• Directions:
[1] From the passage on jealousy and family in Anna Karenina, pull out the words between "Jealousy also begins" and "jealousy of Anna.", inclusive, copying them unchanged.
[2] Extend the passage on jealousy and family in Anna Karenina, picking up right after its final sentence.

• Excerpted text:
=====

The destructive effects of jealousy are evident throughout the novel. Once Anna throws in her lot with Vronsky, she feels helpless and vulnerable. Because he has become her only lifeline, she is desperate to hold onto him. Thus, she becomes more and more wracked with jealousy and doubt, which has the opposite effect of what she desires—it pushes him away. During her pregnancy, Vronsky begins to cool because of Anna's neediness, but his passion is reignited when he thinks he will lose her. When the couple move to Moscow, Anna is again consumed by jealousy, and toward the end of the novel, she thinks Vronsky wants to marry Princess Sorokin. Her jealousy creates another separation between herself and Vronsky. It seems likely that if Anna had lived and continued in this way, Vronsky would have ended up leaving her.

Jealousy also begins to eat away at Levin and Kitty's relationship, but because the couple face their jealousy squarely and talk it out, they can get over it more quickly and move on. And as they grow as a couple and validate each other's love and loyalty, they become less jealous. Levin does throw Veslovsky out of the house because he is flirting with Kitty, but he overcomes his jealousy of Vronsky, and Kitty gets past her jealousy of Anna.

Family

Tolstoy demonstrates that the family unit is the foundation of society, a refuge from the world, and a place to find happiness and satisfaction. This idea permeates Anna Karenina, even as the author subverts it with a realistic portrayal of family life. Like many artists, Tolstoy experienced a profound transformation in his life, in which he changed his ideas about what was important and meaningful. This change occurred while he was writing Anna Karenina, partially explaining the conflicting views at work in the novel. The novel begins with the famous lines about how unhappy families are unique in their unhappiness, while happy families share a common blueprint and are, for that reason, alike. Thus, Tolstoy announces his position as a traditionalist who believes that the success of the family depends on traditional formulas. Levin and Kitty represent the ideal of marriage and family life, even though both spouses suffer jealousy, struggle to adjust to another's worldview, and must learn to compromise.

=====

Lines from a dataset
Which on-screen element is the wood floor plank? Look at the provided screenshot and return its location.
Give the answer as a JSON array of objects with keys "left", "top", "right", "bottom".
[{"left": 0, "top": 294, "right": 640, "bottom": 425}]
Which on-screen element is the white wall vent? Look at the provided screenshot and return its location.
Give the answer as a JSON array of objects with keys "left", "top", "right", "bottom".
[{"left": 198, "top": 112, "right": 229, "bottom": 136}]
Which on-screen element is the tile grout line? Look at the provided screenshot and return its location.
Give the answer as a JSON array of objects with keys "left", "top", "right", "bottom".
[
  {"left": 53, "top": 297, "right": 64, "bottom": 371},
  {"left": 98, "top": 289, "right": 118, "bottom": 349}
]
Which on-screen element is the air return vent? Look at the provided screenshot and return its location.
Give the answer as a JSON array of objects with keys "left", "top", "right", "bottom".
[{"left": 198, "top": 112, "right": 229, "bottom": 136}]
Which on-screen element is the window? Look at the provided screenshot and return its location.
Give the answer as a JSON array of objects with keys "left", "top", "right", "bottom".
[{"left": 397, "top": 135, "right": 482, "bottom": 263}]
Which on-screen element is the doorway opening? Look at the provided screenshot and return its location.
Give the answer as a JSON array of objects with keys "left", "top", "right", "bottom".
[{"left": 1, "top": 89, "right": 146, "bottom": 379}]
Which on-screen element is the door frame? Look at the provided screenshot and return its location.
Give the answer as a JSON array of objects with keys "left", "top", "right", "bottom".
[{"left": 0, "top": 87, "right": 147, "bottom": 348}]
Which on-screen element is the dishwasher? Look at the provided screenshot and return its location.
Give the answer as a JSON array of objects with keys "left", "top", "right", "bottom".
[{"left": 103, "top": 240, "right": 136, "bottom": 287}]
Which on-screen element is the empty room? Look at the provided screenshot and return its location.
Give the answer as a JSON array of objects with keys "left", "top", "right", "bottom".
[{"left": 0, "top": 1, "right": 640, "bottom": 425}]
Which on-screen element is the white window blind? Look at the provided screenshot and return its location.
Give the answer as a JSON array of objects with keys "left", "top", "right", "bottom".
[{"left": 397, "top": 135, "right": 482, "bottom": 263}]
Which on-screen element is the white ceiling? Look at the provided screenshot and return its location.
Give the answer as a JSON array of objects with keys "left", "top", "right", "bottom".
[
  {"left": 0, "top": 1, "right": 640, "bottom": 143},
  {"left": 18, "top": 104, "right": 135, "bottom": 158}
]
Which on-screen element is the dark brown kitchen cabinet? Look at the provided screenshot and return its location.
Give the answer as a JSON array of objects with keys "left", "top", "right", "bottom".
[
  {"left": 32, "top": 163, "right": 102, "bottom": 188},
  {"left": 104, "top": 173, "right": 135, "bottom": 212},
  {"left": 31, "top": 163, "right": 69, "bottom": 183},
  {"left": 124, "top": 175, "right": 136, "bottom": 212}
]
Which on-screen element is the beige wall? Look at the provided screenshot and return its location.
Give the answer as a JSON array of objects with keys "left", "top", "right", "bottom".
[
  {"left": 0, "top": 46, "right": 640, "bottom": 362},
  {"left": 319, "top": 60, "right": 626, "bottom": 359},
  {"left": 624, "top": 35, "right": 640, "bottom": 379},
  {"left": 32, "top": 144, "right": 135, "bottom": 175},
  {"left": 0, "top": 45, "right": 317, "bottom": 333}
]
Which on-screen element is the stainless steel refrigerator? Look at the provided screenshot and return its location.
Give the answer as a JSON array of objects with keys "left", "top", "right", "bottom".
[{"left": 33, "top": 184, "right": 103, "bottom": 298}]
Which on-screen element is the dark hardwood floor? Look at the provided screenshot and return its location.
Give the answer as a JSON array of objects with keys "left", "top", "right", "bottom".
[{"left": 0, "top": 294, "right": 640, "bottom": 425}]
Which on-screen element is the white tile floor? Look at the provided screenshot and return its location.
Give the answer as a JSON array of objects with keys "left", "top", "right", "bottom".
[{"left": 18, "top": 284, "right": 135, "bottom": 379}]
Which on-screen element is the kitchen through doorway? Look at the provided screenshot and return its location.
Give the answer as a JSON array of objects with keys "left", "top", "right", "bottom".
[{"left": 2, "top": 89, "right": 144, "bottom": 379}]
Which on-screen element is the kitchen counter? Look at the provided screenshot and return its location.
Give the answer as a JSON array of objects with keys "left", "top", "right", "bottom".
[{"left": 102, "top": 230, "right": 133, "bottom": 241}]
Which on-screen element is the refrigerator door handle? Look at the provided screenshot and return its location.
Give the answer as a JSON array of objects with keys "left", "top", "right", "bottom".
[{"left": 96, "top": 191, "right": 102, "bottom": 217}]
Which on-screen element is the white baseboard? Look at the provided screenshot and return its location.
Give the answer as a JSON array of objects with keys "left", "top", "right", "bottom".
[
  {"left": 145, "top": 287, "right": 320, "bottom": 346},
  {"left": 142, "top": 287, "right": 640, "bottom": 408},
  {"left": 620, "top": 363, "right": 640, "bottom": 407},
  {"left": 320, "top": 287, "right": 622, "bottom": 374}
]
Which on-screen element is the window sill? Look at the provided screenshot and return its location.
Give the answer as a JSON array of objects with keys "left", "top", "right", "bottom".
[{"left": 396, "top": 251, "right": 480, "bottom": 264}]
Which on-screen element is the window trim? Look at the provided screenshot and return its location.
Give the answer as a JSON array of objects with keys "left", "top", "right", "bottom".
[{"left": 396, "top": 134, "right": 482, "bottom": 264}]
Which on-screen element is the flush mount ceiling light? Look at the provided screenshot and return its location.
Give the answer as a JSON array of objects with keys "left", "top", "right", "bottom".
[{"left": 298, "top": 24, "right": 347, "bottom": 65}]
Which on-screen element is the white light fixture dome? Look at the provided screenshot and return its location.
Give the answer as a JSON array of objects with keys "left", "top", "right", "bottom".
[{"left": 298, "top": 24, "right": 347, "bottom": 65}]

=====

• Answers to each task:
[1]
Jealousy also begins to eat away at Levin and Kitty's relationship, but because the couple face their jealousy squarely and talk it out, they can get over it more quickly and move on. And as they grow as a couple and validate each other's love and loyalty, they become less jealous. Levin does throw Veslovsky out of the house because he is flirting with Kitty, but he overcomes his jealousy of Vronsky, and Kitty gets past her jealousy of Anna.

[2]
Levin, the hero, knows he will not be happy until he marries Kitty. As a family man, he works first and foremost for the benefit of his family and second for the community within his sphere of influence—his extended family, his friends, and the people (particularly the peasants) who work for him. Both Tolstoy and Levin assign to Kitty the supreme role of wife and mother. Although he sympathizes with the plight of women and shows a remarkable ability to empathize with their concerns, Tolstoy did not believe they should relinquish their traditional roles as the keystone of a successful, happy family. The novel ends with Kitty and Levin surrounded by their estate, their family members, their new baby, and the beauty of nature. Kitty comes to find her husband on the terrace, looking out at the night sky; his face is "calm and joyful," and she smiles at him. Thus, the novel, which begins in a purgatory of betrayal, jealousy, and recrimination, ends in an Eden of mother, father, and child.

Loyalty

Although it was common for men to find satisfaction outside of marriage—and in high society many women followed suit—it is clear Tolstoy judged adultery harshly. No doubt Anna is a sympathetic character, but she ends her life prematurely, seemingly punished by fate or perhaps by her own guilt. Anna begins as a loyal wife but no longer can endure her cold husband once Vronsky presents an alternative. She is loyal to Vronsky but disloyal to her son Seryozha when she chooses Vronsky.

While Anna is morally in the wrong from the perspective of the mores of her time and the Russian Orthodox Church, Stiva is simply despicable. Stiva tires of his loyal and long-suffering wife because she is no longer physically beautiful. Thus, he leads a promiscuous life outside the bounds of marriage, and recklessly spends money to support his paramours and lavish lifestyle. His spending hurts his family and comes close to destroying it. He has made a sham of their marriage, which does not nurture him or Dolly. The children are nurtured only through Dolly's efforts.

Passion

Anna Karenina explores the limits of passionate love. While the novel tries to show that passion alone cannot sustain a marriage, many readers are drawn to the character of Anna and feel sympathetic to her because of the depth of her passion. The Greeks identified four types of love. First, there is Eros: intense, passionate desire for the object of affection—usually a person. Eros is usually equated with sexual love, but in its highest form, it is love of transcendent beauty. Next is Philia, love between friends and affection for people who share similar values, beliefs, and preferences. Philia also covers love of one's job or vocation. Third is Agape, a selfless love that puts a person or a cause ahead of needs or desires of the self; Agape encompasses love of humanity and a desire to do good. Finally, Storge is the love of family and community, which inspires dutiful behavior.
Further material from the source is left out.